Thursday, 09 de May de 2024 ISSN 1519-7670 - Ano 24 - nº 1287

O último caldo de cultura

BERNARD PIVOT

Leneide Duarte, de Paris

O último Bouillon de culture (Caldo de cultura) do canal público de televisão France 2, apresentado na sexta-feira, dia 29, às 22h50, não teve choro nem velas. Ao contrário, foi regado a Bourgogne por Bernard Pivot e seus convidados. O programa mais cult da história da televisão francesa chegava ao fim em clima de celebração. E Pivot tinha razão para comemorar. Encerrou a carreira de Bouillon como o mais popular e respeitado jornalista da França e o preferido por 28% dos franceses para ocupar o ministério da Cultura.

Os fiéis espectadores do programa ? 850 mil nos dias normais e mais de 1 milhão no último programa ? não tiveram do que se queixar. Com uma gama de convidados que iam do acadêmico Jean d’Ormesson à atriz Isabelle Huppert, o derradeiro Bouillon foi um espetáculo cheio de estrelas. Para isso, os editores providenciaram um florilégio do que foi visto de melhor em toda a história do programa. Os momentos mais emocionantes, os mais engraçados, as frases mais brilhantes. Um show de inteligência, humor e glamour com Woody Allen, Marcelo Mastroianni, Françoise Sagan e Catherine Deneuve, entre outros. Houve também momentos emocionantes como o autor do best-seller Balzac e a costureirinha chinesa agradecendo a Pivot, do set de filmagem na China, o fato de estar podendo fazer um filme sobre o livro. Sem uma ida do autor ao programa, A costureirinha não teria se tornado o best-seller mundial que foi e não estaria agora sendo filmado pelo próprio autor.

■ ■ ■

**INSTRUÇÕES**.
A: Diga se cada frase abaixo está de acordo com o texto sobre o último Caldo de cultura. Responda sim ou não e cite as palavras do texto que decidem.
(i) O último programa foi ao ar numa sexta-feira.
(ii) O programa terminou num clima de tristeza.
(iii) Metade dos franceses queria Pivot no ministério da Cultura.
B: Responda, com base no texto sobre o último Caldo de cultura:
(i) Em que canal de televisão o programa passava?
(ii) Quantas pessoas assistiam ao programa nos dias normais?
(iii) Qual atriz aparece entre os convidados do último programa?
C: Copie do texto sobre o último Caldo de cultura o trecho que começa em "O último Bouillon" e vai até "ministério da Cultura.".

■ ■ ■

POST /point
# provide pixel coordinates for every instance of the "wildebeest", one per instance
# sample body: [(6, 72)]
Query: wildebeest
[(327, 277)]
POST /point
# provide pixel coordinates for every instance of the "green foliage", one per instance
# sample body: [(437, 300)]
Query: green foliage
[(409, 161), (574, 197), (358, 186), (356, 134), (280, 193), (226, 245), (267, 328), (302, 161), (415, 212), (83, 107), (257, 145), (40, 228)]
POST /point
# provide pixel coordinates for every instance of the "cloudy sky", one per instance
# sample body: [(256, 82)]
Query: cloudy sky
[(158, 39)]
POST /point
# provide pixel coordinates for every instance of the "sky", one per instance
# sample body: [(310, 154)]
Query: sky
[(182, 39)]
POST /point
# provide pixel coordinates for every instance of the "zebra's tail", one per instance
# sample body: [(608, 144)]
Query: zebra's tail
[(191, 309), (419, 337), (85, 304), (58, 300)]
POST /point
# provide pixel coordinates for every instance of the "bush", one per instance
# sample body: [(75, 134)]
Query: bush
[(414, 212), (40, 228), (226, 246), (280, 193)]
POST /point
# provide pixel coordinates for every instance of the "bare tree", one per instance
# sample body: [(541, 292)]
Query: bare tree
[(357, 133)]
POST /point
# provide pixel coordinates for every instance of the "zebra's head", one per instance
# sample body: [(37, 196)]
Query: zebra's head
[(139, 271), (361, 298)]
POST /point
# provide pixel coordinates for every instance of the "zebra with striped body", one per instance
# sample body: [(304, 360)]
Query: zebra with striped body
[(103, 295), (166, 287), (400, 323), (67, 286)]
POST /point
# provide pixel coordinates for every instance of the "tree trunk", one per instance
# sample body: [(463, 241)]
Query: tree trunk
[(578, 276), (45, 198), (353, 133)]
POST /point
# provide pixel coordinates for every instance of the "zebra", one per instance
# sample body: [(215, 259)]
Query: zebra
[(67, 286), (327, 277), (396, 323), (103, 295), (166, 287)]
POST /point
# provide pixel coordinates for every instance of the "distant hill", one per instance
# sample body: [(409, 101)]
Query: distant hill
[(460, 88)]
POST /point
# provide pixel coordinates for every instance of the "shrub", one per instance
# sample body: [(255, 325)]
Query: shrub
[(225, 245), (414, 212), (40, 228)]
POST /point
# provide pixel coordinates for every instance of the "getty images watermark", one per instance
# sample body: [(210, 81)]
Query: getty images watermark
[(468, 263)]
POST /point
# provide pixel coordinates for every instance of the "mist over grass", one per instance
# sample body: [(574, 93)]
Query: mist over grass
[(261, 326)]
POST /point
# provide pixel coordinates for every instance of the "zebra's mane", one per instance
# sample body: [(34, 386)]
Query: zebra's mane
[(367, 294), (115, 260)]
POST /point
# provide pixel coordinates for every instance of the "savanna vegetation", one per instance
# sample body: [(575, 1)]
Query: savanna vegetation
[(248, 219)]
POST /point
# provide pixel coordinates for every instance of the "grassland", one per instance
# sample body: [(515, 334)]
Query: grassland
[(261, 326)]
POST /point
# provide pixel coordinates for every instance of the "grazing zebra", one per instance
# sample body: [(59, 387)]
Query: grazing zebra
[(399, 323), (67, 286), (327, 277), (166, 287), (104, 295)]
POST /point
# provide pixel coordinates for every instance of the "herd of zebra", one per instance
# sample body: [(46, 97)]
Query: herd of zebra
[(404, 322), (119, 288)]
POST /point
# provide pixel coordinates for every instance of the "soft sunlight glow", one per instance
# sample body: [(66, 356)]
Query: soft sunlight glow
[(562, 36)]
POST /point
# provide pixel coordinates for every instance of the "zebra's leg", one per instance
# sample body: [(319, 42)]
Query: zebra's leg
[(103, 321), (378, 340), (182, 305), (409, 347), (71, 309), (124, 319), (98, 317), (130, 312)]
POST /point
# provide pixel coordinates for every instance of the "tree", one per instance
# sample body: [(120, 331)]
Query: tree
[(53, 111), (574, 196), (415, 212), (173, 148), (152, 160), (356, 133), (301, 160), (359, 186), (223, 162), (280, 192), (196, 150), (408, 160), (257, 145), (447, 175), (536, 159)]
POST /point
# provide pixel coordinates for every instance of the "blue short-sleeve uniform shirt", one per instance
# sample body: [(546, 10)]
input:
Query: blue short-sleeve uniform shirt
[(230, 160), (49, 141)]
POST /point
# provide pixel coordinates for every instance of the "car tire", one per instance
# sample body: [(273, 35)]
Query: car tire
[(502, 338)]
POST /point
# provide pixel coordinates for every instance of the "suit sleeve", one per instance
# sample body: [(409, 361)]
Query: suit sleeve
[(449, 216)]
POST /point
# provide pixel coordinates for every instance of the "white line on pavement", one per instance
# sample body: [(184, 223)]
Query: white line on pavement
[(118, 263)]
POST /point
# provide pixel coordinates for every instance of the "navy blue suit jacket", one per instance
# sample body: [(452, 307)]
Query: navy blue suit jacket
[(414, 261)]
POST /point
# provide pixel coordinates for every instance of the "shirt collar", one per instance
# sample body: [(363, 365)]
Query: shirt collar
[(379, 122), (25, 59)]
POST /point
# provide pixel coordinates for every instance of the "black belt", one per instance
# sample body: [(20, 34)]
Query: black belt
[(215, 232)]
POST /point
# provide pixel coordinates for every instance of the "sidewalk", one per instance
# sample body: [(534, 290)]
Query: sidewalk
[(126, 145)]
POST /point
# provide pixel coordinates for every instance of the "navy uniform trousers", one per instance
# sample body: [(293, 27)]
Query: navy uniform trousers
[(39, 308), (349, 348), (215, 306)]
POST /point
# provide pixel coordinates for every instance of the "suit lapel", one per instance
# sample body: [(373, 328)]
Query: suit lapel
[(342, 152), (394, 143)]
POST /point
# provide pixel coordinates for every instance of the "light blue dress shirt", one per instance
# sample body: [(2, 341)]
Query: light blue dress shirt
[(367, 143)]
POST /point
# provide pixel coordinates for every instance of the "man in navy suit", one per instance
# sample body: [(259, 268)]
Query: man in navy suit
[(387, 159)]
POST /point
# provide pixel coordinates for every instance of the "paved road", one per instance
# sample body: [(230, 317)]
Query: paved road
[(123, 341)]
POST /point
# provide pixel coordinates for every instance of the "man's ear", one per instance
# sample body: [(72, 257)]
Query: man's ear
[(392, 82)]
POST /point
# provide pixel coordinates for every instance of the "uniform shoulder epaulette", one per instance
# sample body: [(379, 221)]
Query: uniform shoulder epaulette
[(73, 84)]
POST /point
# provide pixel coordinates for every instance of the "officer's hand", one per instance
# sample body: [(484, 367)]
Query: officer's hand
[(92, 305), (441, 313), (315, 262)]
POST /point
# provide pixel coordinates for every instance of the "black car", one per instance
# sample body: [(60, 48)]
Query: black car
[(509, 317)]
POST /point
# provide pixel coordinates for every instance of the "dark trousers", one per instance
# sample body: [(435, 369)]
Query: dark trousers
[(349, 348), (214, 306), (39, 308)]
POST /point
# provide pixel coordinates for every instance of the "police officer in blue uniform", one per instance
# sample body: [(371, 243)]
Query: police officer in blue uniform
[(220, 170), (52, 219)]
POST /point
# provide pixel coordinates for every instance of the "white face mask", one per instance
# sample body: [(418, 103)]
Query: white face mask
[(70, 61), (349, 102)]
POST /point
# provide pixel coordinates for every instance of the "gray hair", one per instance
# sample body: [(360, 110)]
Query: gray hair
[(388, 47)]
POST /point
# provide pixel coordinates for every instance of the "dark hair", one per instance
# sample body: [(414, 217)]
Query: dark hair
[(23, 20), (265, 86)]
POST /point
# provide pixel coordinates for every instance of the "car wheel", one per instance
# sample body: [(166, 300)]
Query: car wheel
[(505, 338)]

■ ■ ■

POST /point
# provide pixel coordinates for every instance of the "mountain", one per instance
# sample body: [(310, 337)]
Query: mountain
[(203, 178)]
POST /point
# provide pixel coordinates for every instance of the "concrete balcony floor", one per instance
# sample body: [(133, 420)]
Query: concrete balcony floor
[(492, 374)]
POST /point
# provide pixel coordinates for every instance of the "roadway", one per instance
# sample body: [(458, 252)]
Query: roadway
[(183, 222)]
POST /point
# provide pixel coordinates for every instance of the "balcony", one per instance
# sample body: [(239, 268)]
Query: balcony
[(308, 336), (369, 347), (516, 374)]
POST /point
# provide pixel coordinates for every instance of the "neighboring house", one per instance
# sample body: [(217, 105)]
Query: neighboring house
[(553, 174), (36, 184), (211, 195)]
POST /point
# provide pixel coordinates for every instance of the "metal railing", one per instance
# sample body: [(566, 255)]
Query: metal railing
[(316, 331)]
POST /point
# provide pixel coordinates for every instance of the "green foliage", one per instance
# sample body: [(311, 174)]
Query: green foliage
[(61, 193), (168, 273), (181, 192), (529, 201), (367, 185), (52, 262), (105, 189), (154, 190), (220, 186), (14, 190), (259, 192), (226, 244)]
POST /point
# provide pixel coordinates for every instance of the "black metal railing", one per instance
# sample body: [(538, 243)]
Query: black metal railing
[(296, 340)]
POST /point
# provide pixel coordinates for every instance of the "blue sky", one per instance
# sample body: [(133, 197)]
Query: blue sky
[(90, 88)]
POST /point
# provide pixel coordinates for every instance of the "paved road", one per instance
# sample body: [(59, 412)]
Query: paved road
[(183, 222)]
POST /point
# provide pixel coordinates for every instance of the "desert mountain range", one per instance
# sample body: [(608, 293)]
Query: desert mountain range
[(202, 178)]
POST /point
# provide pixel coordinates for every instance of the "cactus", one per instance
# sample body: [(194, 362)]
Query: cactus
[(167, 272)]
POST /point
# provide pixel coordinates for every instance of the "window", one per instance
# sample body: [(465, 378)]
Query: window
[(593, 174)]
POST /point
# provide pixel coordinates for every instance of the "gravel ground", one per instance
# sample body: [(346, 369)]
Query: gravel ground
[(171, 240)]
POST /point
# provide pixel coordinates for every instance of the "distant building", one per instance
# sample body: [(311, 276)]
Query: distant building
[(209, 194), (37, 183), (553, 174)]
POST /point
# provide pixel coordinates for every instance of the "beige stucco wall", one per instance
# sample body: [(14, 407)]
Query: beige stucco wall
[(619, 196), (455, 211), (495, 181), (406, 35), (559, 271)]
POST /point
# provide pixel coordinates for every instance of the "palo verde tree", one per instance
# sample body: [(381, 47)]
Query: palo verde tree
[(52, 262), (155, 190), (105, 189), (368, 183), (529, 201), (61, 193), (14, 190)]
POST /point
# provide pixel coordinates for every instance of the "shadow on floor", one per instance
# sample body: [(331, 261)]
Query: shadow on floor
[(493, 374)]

■ ■ ■

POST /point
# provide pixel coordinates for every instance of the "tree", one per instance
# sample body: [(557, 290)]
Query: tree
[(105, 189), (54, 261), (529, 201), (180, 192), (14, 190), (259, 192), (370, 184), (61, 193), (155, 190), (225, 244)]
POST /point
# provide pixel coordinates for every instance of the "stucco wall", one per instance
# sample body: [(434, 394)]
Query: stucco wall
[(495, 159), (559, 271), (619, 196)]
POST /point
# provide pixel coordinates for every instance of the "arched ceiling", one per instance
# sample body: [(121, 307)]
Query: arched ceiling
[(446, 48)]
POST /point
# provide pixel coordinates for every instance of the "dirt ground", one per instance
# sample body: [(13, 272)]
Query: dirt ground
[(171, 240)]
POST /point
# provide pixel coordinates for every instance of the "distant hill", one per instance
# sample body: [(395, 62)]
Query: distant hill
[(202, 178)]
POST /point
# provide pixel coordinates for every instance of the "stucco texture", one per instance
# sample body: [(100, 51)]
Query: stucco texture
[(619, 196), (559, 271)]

■ ■ ■

**RESPOSTAS**.
A:
(i) Sim: "apresentado na sexta-feira, dia 29, às 22h50"
(ii) Não: "chegava ao fim em clima de celebração"
(iii) Não: "o preferido por 28% dos franceses para ocupar o ministério da Cultura"

B:
(i) No canal público France 2.
(ii) 850 mil.
(iii) Isabelle Huppert.

C:
O último Bouillon de culture (Caldo de cultura) do canal público de televisão France 2, apresentado na sexta-feira, dia 29, às 22h50, não teve choro nem velas. Ao contrário, foi regado a Bourgogne por Bernard Pivot e seus convidados. O programa mais cult da história da televisão francesa chegava ao fim em clima de celebração. E Pivot tinha razão para comemorar. Encerrou a carreira de Bouillon como o mais popular e respeitado jornalista da França e o preferido por 28% dos franceses para ocupar o ministério da Cultura.